(Stored items)
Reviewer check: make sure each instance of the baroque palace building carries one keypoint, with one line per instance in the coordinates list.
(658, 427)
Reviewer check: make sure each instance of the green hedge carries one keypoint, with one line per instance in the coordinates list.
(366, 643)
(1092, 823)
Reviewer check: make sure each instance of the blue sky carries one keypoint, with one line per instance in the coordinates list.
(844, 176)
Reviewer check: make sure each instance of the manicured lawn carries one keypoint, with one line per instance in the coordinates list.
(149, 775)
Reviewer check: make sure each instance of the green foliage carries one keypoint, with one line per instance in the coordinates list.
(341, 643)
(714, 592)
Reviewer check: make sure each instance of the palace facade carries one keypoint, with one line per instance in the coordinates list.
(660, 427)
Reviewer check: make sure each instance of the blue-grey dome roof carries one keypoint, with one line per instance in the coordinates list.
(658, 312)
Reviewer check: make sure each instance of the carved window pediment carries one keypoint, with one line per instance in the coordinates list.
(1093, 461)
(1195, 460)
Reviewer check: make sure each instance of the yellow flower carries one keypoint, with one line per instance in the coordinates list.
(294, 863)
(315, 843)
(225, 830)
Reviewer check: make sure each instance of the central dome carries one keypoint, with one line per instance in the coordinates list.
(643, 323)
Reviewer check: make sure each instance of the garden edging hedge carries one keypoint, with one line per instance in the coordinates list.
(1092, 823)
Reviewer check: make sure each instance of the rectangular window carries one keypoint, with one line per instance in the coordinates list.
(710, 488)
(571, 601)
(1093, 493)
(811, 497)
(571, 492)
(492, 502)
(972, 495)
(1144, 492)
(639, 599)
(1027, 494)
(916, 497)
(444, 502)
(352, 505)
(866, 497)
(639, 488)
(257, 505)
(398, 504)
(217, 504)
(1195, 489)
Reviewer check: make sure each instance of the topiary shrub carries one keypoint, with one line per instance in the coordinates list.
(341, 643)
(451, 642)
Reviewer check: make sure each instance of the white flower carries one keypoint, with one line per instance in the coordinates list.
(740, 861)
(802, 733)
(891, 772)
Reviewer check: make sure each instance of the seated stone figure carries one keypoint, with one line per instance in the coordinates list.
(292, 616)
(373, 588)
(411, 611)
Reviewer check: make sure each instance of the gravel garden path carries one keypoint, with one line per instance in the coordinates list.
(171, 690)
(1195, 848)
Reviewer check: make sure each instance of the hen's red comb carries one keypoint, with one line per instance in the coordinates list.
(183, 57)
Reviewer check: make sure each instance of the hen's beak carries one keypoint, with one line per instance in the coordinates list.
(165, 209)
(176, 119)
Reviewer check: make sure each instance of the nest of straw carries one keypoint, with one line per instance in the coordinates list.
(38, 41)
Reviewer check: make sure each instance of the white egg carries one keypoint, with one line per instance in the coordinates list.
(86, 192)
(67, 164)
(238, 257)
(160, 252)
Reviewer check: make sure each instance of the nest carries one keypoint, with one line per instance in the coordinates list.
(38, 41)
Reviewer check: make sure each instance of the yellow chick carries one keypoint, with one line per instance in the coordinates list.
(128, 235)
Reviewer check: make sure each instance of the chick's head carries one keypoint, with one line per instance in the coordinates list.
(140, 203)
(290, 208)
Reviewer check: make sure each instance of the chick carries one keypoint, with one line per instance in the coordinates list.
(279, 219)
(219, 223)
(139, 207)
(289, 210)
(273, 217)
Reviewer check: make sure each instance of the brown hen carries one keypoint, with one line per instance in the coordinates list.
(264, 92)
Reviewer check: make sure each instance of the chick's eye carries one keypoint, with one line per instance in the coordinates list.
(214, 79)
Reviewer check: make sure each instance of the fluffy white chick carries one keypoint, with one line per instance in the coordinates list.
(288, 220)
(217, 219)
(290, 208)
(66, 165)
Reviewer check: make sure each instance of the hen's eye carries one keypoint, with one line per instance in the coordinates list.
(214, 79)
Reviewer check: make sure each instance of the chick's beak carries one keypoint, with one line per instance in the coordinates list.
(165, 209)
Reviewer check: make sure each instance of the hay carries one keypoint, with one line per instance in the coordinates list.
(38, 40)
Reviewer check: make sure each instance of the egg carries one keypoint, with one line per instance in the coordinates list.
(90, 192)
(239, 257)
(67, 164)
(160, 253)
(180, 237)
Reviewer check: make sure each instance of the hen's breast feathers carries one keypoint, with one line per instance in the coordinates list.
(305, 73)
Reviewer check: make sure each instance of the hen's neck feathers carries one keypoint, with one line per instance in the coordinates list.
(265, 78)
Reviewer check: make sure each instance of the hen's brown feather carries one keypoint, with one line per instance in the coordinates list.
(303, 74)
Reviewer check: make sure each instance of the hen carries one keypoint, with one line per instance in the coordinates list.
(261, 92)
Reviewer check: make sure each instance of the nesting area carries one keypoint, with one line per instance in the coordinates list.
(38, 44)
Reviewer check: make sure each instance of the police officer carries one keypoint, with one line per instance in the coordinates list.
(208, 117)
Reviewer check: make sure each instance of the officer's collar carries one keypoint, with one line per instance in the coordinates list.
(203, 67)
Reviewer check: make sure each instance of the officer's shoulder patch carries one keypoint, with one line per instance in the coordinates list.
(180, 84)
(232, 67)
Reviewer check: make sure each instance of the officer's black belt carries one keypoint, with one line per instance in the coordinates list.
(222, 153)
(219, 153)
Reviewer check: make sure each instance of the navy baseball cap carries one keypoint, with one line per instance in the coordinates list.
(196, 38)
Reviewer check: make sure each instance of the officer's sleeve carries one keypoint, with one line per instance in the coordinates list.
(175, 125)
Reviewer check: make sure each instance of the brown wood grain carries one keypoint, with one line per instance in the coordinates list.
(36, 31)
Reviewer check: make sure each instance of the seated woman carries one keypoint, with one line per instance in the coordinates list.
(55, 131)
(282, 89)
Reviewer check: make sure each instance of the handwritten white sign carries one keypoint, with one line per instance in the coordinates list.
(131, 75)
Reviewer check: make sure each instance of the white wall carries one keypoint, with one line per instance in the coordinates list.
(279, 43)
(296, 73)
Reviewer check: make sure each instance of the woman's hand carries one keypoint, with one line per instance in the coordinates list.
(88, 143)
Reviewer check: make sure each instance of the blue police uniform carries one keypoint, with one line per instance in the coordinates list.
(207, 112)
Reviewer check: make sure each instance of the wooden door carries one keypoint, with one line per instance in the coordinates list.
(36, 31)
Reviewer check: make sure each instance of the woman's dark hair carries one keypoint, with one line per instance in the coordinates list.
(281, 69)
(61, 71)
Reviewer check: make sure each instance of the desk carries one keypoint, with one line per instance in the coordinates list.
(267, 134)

* * *

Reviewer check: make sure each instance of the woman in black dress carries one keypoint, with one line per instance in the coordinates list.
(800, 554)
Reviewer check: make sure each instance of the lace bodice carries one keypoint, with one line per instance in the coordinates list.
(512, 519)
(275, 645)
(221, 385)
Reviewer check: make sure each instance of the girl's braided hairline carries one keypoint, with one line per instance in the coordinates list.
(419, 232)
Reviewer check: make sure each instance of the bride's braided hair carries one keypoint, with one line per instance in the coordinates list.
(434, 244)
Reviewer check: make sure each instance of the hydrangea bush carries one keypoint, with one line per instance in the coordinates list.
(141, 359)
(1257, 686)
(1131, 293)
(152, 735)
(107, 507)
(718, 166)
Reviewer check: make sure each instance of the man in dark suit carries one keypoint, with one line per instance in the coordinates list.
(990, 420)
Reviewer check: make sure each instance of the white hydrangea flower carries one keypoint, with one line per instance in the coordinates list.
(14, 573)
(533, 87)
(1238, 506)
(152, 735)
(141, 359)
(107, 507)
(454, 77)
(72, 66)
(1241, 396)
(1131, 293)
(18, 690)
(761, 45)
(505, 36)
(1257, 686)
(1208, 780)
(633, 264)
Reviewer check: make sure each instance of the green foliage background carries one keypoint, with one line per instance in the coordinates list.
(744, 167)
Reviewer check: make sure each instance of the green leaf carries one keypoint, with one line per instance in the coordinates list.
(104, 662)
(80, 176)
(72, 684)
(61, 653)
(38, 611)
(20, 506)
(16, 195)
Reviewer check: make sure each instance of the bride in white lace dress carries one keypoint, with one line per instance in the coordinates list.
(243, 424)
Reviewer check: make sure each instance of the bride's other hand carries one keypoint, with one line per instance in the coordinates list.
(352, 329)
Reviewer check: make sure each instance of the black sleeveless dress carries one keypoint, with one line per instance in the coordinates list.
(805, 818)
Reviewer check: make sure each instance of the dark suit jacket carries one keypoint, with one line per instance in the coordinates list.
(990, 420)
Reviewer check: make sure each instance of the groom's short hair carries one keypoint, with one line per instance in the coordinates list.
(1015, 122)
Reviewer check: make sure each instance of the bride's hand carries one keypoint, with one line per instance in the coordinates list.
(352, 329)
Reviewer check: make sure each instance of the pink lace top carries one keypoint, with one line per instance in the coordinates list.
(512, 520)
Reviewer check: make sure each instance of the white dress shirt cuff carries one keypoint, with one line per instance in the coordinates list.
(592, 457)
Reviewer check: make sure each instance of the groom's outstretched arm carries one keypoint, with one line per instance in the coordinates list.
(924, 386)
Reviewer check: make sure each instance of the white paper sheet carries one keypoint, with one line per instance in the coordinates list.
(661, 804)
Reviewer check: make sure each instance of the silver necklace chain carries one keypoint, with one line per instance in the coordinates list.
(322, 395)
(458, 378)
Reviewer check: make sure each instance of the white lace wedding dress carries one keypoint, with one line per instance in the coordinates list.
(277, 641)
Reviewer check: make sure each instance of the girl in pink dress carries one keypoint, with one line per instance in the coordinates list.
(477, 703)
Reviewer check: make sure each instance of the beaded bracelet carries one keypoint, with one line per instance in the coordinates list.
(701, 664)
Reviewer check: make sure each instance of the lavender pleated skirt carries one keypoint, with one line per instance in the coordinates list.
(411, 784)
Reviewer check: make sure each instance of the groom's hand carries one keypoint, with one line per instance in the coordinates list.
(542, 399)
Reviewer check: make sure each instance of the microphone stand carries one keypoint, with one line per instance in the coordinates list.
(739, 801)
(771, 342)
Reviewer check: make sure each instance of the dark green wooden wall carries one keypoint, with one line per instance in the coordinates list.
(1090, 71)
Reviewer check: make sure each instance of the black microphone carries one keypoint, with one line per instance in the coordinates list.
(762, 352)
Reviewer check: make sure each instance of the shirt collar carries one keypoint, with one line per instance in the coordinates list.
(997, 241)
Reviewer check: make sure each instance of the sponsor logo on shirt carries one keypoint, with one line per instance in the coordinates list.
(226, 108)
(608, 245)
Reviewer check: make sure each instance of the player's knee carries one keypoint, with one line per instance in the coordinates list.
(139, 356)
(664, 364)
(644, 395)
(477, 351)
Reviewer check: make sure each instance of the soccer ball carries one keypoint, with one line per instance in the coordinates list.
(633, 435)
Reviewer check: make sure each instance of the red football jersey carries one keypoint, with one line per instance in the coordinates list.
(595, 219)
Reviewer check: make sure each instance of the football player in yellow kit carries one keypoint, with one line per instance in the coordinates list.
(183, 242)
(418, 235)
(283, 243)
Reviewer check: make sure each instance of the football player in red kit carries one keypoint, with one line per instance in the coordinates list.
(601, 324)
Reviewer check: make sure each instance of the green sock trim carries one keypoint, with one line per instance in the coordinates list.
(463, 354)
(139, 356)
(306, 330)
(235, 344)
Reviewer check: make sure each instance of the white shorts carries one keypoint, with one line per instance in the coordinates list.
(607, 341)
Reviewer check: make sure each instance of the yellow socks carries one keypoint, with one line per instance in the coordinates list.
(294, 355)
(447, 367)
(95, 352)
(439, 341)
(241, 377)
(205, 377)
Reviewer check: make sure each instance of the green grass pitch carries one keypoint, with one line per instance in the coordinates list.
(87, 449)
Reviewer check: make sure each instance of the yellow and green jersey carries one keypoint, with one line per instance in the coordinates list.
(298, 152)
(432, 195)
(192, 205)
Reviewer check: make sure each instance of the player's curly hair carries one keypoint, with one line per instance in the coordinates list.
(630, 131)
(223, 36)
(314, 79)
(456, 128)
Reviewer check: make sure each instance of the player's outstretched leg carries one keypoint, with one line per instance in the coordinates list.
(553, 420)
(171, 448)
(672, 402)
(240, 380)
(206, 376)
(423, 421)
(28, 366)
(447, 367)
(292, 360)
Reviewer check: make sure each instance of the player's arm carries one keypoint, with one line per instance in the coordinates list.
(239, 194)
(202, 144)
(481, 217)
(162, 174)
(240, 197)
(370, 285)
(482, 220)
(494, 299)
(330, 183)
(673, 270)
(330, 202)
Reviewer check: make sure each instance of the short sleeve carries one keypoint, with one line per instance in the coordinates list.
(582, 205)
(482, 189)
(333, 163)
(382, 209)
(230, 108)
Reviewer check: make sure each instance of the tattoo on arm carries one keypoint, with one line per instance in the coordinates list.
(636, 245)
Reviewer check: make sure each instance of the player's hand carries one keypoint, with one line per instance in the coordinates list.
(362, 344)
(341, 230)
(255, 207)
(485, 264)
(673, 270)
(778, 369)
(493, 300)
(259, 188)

...

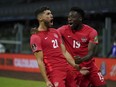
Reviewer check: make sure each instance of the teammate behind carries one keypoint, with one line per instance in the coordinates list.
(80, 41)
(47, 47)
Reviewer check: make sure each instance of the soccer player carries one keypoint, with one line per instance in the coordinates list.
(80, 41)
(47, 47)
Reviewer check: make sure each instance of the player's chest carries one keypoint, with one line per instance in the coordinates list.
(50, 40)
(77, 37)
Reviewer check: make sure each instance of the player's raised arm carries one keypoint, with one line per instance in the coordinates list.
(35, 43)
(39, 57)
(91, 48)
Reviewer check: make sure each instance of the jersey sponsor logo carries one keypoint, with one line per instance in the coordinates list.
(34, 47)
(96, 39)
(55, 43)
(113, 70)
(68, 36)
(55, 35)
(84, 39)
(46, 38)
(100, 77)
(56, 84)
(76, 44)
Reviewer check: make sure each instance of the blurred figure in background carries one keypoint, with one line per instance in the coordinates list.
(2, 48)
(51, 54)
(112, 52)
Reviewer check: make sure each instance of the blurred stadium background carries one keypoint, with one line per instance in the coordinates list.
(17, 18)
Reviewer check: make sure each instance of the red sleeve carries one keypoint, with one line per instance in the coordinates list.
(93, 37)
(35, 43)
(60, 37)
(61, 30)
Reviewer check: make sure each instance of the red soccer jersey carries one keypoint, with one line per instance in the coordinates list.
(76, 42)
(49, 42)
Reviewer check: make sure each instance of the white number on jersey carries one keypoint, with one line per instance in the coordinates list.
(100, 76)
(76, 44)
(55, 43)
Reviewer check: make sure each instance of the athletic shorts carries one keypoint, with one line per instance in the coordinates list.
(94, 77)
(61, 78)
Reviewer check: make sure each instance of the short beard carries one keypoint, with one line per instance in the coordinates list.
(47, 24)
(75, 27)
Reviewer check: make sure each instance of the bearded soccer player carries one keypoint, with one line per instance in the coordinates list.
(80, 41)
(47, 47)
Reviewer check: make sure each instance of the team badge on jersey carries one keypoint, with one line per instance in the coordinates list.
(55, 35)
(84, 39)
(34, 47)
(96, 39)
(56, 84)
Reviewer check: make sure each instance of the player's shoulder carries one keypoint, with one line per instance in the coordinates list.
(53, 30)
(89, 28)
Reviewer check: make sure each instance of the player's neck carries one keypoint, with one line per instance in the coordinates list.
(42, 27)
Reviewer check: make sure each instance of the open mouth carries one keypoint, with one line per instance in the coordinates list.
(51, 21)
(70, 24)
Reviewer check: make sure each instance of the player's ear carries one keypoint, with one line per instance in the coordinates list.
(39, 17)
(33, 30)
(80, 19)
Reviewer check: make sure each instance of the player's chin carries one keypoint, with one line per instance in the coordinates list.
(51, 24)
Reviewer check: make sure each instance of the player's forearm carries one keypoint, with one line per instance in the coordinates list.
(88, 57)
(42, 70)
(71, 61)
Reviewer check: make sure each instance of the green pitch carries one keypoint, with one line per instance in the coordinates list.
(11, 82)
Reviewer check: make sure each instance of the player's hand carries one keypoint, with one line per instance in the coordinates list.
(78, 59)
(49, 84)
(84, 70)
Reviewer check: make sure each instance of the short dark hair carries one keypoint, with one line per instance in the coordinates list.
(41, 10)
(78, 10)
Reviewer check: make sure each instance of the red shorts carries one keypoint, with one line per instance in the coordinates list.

▶ [Exercise requirements]:
Format the items as a Markdown table with the columns Row and Line, one numbered row per line, skipping any blank lines. Start at the line that contains "Reviewer check: make sure each instance of the player's ear" and stop after the line that contains "Reviewer check: make sure each instance of the red shorts".

▶ [Full output]:
| Row | Line |
|---|---|
| 1 | Reviewer check: make sure each instance of the player's ear carries one keypoint, with one line per instance in the coordinates list. |
| 2 | (39, 17) |
| 3 | (33, 30) |
| 4 | (80, 19) |
| 5 | Reviewer check: make sure each instance of the player's chin carries one keypoint, with one line per instance in the coordinates list. |
| 6 | (51, 24) |
| 7 | Reviewer check: make sure each instance of the player's forearm carries one keypoint, with one line per instance in the coordinates list. |
| 8 | (88, 57) |
| 9 | (42, 70) |
| 10 | (71, 61) |
| 11 | Reviewer check: make sure each instance of the green pitch carries one keypoint, with one line per instance in the coordinates list. |
| 12 | (11, 82) |
| 13 | Reviewer check: make sure each instance of the player's hand carries one keypoint, with one line per instance in the coordinates list. |
| 14 | (78, 59) |
| 15 | (49, 84) |
| 16 | (84, 70) |
| 17 | Reviewer check: make sure each instance of the short dark hair carries one keypoint, with one line per instance in the coordinates list. |
| 18 | (41, 10) |
| 19 | (78, 10) |
| 20 | Reviewer check: make sure each instance of the red shorts carries one keypoint, with one line per instance in the coordinates list. |